阅读文本 >>

────────

基于Label Studio 集成视觉大模型Qwen2-VL和yolo实现自动标注

Label Studio介绍：Label Studio 是一款开源的数据标签工具。它允许你用简单直接的界面为音频、文本、图片、视频和时间序列等数据类型命名，并导出为多种模型格式。它可以用于准备原始数据或改进现有训练数据，以获得更准确的机器学习模型。

Label Studio源代码地址：github.com/HumanSignal...

Label Studio界面如下：

Label Studio ML backend ：Label Studio 机器学习后端是一个 SDK，可以让你把机器学习代码打包成 Web 服务器。该网页服务器可以连接到正在运行的 Label Studio 实例，以实现自动化标签任务。 Github地址：Label Studio ML backend

下面介绍使用视觉大模型Qwen2-VL作为ML backend实现自动标注

环境搭建

硬件配置

我是在AutoDL网站上（www.autodl.com/home）租的云服务器，规格配置如下图

1.创建虚拟环境

python 复制代码

conda create -n labels python=3.10

2.安装 Label Studio

python 复制代码

pip install label-studio

最终安装的版本如下

3.配置 Label Studio 数据目录

默认数据存储在 ~/.local/share/label-studio,可以使用如下命令重新配置目录

python 复制代码

export LABEL_STUDIO_LOCAL_FILES_SERVING_ENABLED=true
export LABEL_STUDIO_LOCAL_FILES_DOCUMENT_ROOT=autodl-tmp/label-studio-develop/data

开发 ML Backend 服务

1.安装 Backend 依赖

python 复制代码

pip install flask requests pillow python-dotenv gunicorn

2.创建项目结构

python 复制代码

mkdir -p ml_backend
cd ml_backend

3.创建环境变量文件 .env

python 复制代码

nano .env

填入 Qwen-VL 相关API调用信息

python 复制代码

QWEN_API_KEY=HHKM7PMBA4SKWMRZFQMLGZL73IMSU******
QWEN_BASE_URL=https://ai.gitee.com/v1/chat/completions
MODEL_NAME= Qwen2-VL-72B

4.编写 Backend 代码 app.py

python 复制代码

# app.py
# 修改点：使用归一化坐标输出 bbox
# 修改Prompt,框选结果更准确完整

import os
import io
import base64
import logging
from PIL import Image
import requests
from flask import Flask, request, jsonify
from dotenv import load_dotenv
import json
import urllib.parse

load_dotenv()

app = Flask(__name__)
logging.basicConfig(level=logging.INFO)

API_KEY = os.getenv("QWEN_API_KEY")
BASE_URL = os.getenv("QWEN_BASE_URL")
MODEL_NAME = os.getenv("MODEL_NAME", "qwen-vl-plus")

if not API_KEY:
    raise ValueError("❌ Missing QWEN_API_KEY in .env file!")

────────

提取数据 >>
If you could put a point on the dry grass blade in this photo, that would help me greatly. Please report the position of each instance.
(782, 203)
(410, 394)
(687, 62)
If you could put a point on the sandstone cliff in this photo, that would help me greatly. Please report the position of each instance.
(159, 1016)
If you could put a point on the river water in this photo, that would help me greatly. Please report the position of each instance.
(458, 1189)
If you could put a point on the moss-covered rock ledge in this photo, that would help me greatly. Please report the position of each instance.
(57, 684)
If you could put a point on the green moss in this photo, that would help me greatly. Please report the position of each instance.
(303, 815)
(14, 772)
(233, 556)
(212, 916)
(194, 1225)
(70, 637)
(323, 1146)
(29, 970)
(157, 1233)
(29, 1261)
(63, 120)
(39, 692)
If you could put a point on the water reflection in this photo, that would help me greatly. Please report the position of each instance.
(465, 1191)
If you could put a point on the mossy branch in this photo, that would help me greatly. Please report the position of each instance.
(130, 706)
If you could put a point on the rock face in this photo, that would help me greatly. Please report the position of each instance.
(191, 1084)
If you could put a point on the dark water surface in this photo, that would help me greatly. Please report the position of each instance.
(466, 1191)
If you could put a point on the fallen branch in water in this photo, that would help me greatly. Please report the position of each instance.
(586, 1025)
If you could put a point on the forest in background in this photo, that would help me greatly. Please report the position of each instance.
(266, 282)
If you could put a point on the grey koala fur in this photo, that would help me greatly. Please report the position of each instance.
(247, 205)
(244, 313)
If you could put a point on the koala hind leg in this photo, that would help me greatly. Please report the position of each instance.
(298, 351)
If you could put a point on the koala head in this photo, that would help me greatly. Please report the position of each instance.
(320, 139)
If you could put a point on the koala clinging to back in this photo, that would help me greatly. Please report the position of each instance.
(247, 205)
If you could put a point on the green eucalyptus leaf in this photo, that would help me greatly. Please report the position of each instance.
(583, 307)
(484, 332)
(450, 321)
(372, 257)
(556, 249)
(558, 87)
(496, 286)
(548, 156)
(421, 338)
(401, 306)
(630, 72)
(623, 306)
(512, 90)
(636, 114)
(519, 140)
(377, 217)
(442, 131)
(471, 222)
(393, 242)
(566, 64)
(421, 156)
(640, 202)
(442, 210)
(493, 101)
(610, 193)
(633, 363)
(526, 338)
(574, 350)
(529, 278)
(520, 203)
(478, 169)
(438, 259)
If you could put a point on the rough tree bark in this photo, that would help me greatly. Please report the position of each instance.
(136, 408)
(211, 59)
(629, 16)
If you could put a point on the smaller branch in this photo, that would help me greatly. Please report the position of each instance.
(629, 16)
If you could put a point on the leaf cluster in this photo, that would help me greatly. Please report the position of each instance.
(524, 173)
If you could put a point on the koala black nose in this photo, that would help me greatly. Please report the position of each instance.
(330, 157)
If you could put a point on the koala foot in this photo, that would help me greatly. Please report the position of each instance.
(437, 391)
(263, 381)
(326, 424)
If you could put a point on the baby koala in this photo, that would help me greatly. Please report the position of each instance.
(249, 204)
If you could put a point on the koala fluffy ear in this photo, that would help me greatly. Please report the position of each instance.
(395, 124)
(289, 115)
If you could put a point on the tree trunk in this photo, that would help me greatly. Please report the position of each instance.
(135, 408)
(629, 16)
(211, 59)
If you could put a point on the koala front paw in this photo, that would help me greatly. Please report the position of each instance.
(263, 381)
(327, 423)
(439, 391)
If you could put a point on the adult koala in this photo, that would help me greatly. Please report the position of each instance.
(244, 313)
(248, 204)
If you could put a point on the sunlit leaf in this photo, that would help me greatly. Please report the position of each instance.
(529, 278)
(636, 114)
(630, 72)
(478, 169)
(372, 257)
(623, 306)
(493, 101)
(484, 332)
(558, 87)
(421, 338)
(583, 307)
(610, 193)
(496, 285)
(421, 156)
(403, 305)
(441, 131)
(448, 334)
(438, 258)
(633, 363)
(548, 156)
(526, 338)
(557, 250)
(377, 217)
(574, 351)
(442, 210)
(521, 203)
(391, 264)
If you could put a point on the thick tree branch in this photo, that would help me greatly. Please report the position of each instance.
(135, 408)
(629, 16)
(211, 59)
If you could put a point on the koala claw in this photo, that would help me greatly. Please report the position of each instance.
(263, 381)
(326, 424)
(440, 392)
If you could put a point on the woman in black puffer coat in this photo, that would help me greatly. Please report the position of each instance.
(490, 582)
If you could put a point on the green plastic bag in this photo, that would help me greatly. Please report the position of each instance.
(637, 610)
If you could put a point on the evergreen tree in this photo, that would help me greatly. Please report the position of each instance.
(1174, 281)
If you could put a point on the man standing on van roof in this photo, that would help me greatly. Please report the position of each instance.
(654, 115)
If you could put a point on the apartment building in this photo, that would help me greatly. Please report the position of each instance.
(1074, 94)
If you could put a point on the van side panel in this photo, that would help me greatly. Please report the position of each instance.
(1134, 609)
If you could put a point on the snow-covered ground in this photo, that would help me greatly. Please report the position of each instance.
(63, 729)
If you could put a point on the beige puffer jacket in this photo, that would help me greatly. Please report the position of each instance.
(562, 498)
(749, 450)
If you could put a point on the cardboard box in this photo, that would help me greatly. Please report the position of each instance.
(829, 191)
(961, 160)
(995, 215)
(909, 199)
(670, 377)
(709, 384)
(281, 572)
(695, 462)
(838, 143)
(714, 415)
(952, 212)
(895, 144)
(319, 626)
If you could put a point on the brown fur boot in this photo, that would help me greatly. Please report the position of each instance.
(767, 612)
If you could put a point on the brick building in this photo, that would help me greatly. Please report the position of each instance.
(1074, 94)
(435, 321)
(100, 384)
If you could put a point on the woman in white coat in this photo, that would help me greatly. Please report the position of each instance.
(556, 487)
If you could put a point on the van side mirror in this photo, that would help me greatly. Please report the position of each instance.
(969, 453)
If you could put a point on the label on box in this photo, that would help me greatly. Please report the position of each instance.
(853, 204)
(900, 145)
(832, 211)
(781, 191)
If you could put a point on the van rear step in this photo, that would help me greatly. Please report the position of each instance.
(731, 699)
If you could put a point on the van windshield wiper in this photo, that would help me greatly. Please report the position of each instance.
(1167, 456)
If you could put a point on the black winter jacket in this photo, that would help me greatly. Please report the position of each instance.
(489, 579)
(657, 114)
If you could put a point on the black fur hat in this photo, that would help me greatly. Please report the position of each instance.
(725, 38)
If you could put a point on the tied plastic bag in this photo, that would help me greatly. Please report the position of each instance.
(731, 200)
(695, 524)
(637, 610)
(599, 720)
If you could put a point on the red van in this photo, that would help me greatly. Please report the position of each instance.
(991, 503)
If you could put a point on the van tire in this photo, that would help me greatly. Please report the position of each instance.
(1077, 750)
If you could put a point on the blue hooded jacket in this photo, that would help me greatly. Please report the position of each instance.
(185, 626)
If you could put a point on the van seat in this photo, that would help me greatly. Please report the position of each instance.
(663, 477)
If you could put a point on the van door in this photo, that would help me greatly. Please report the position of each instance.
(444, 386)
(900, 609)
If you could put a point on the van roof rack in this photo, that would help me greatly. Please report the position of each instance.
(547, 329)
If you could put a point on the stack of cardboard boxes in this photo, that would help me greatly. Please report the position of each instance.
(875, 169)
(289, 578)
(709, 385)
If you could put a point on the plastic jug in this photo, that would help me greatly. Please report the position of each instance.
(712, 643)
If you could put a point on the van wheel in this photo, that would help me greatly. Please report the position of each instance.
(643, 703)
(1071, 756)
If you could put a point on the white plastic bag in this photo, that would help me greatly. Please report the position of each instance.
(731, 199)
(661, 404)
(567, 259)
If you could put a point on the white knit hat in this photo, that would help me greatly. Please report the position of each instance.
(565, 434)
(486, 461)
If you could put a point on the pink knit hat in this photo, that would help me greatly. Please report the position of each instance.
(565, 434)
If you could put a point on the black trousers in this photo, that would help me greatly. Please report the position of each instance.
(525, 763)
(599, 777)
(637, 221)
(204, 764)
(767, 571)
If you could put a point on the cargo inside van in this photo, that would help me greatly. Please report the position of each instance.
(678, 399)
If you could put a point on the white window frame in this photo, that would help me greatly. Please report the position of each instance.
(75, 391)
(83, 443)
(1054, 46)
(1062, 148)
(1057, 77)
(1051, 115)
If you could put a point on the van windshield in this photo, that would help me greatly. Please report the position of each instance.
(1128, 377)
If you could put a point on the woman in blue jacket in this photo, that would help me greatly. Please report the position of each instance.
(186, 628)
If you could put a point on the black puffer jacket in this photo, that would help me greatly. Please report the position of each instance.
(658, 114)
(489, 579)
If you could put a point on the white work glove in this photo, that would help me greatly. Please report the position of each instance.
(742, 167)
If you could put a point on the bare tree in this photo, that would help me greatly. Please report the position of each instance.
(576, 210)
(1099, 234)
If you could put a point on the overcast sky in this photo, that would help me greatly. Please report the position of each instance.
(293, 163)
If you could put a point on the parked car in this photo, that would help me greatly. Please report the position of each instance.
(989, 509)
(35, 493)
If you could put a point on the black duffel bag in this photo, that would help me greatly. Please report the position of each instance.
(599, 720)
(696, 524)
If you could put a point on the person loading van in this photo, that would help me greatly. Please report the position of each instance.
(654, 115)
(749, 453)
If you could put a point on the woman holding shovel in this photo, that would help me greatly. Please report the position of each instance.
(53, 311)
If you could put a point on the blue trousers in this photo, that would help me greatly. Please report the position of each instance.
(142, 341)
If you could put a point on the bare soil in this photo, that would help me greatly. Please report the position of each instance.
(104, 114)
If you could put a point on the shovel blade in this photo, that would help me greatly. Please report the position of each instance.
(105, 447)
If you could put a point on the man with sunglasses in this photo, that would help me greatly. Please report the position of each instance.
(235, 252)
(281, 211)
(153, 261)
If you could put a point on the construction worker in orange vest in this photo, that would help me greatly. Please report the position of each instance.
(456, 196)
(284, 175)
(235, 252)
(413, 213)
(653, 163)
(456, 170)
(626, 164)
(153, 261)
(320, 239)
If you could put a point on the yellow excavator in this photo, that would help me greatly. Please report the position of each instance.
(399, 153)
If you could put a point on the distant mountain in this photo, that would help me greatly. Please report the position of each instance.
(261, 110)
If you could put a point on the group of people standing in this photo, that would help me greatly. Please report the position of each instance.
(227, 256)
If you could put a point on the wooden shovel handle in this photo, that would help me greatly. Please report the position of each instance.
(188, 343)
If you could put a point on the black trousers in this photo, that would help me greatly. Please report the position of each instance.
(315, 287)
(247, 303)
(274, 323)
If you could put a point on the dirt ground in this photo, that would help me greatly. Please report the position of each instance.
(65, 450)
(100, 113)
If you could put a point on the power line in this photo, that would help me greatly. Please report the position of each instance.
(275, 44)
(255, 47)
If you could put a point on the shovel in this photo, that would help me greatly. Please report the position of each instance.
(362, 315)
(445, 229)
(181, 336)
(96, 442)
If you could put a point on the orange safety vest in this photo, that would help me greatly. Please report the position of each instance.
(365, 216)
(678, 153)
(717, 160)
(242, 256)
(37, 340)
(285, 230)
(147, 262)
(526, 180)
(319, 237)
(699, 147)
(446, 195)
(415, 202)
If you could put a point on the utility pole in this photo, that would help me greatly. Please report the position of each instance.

────────

任务简述 1 >>
在介绍 Label Studio 自动标注的文章中，Label Studio 的数据默认存储在哪个目录？
任务简述 2 >>
请统计记录中含有字符串"bare"的行数，区分大小写，只给出数字。

完整回答 1 >>
~/.local/share/label-studio

完整回答 2 >>
2